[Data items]
────────────────────

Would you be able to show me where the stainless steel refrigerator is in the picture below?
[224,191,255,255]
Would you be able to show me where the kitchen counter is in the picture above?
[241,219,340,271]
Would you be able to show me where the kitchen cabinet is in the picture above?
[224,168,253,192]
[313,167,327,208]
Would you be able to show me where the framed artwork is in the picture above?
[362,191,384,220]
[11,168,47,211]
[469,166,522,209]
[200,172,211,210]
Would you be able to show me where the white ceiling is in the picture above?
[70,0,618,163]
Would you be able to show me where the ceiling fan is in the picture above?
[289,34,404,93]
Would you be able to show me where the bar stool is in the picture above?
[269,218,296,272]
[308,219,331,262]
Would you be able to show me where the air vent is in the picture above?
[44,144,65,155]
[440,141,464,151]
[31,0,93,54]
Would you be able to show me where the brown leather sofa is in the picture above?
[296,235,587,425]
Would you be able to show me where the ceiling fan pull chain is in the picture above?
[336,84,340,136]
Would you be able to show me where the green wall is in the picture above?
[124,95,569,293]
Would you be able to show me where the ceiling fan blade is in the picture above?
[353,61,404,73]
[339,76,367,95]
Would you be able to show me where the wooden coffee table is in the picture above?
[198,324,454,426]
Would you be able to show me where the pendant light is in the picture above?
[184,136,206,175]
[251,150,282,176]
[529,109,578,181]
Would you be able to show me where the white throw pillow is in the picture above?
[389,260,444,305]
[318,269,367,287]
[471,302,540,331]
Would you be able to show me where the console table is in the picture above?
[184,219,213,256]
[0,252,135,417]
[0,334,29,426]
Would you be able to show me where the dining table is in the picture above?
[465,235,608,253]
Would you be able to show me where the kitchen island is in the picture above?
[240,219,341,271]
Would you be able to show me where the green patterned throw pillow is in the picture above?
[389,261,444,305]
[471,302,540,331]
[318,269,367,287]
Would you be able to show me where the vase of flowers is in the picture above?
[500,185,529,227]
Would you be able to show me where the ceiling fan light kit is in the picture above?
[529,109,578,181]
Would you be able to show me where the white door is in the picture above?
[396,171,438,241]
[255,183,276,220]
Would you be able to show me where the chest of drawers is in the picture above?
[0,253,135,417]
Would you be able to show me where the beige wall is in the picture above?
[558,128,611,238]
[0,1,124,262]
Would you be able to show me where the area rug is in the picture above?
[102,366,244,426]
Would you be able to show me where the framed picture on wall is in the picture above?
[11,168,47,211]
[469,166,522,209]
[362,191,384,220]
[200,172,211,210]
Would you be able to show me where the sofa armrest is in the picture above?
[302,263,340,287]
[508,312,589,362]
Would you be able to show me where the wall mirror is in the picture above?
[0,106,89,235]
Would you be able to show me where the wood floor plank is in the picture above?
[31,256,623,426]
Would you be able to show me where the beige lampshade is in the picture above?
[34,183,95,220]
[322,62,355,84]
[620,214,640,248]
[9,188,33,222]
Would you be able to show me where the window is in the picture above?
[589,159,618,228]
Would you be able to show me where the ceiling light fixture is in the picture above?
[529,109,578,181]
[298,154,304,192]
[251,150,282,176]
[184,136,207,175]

────────────────────

SET PROBLEM: Rewrite the items starting at the line that contains "Would you be able to show me where the green patterned" and ending at the line that contains "[500,185,529,227]", with "vase of flowers" changed to "flower vase" and all else left as is.

WRITTEN RESPONSE:
Would you be able to show me where the green patterned throw pillow is in the picture above?
[389,261,444,305]
[471,302,540,331]
[318,269,367,287]
Would you be able to show me where the flower vase is in the picture above?
[500,185,529,227]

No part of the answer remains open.